Task directions: The line containing "clearing and put a dot on each instance?" opens the span to copy, and the last line of the records below closes it. Write out that span exactly.

Exercise inputs:
━━━━━━━━━━━━━━━━━━━━━━━━━━━━━━
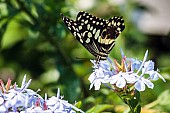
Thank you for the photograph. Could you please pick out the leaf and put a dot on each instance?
(100, 108)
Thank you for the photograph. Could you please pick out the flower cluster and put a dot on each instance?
(131, 73)
(20, 99)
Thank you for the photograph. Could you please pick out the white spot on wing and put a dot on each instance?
(97, 34)
(89, 34)
(88, 40)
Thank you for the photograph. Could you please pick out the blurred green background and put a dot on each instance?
(34, 41)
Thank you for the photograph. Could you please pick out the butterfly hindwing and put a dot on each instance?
(95, 34)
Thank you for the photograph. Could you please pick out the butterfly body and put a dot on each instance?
(95, 34)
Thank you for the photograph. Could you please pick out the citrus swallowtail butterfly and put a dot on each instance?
(95, 34)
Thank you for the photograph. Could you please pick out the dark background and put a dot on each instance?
(34, 41)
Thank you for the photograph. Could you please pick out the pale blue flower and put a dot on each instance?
(121, 79)
(100, 75)
(141, 82)
(130, 72)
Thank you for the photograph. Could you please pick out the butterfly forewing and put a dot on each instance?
(95, 34)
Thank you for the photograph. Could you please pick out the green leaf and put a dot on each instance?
(100, 108)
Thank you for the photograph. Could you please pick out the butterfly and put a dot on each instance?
(95, 34)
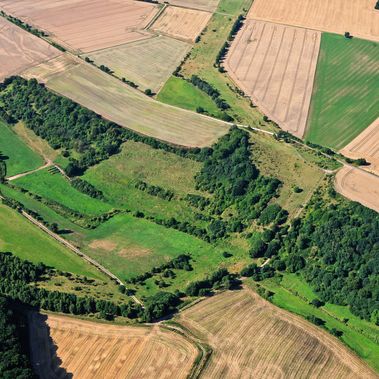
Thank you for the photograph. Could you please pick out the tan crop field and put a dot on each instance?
(366, 145)
(252, 338)
(85, 25)
(20, 49)
(204, 5)
(62, 346)
(358, 185)
(126, 106)
(275, 65)
(337, 16)
(148, 63)
(181, 23)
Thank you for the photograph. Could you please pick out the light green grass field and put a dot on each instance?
(346, 94)
(294, 295)
(26, 241)
(182, 94)
(54, 186)
(21, 157)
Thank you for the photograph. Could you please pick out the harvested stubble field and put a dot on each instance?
(66, 347)
(148, 63)
(126, 106)
(358, 185)
(252, 338)
(85, 25)
(337, 16)
(20, 49)
(204, 5)
(181, 23)
(275, 65)
(366, 145)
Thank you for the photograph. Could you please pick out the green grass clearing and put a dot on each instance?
(55, 187)
(20, 157)
(26, 241)
(346, 94)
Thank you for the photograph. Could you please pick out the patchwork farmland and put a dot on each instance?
(366, 145)
(148, 63)
(252, 338)
(126, 106)
(345, 98)
(275, 65)
(85, 25)
(358, 185)
(20, 49)
(62, 346)
(204, 5)
(338, 16)
(181, 23)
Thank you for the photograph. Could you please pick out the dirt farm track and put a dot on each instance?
(337, 16)
(275, 65)
(62, 346)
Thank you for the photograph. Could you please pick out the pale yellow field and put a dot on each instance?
(61, 346)
(366, 145)
(148, 63)
(85, 25)
(181, 23)
(275, 65)
(358, 185)
(204, 5)
(20, 49)
(126, 106)
(251, 338)
(337, 16)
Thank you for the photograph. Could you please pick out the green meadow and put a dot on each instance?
(346, 93)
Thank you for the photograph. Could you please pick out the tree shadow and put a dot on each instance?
(45, 360)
━━━━━━━━━━━━━━━━━━━━━━━━━━━━━━
Written answer:
Thank you for the photograph. Could you please pick out the green grass clearing and put a dot on each instance?
(55, 187)
(20, 157)
(26, 241)
(346, 94)
Thank you for the photograph. Could you please pick out the patchwork farmland and put a dot on each instance?
(366, 145)
(148, 63)
(252, 338)
(126, 106)
(345, 98)
(275, 65)
(85, 25)
(358, 185)
(20, 49)
(62, 346)
(204, 5)
(338, 16)
(181, 23)
Thank you for the photograph. Could you please pick out the dirt farm track and put a dot on each instance?
(337, 16)
(275, 65)
(62, 346)
Thank you for the photograph. Could you please pick out the pale yellow field and put a dot on each instance?
(61, 346)
(366, 145)
(148, 63)
(85, 25)
(181, 23)
(275, 65)
(358, 185)
(204, 5)
(20, 49)
(126, 106)
(251, 338)
(337, 16)
Thank you for the photograph. Could you please pick out the green meadow and put a dot on each instance?
(346, 93)
Thank you for the photograph. Could you please pick out the tree shadow and put a dot on each instance?
(45, 360)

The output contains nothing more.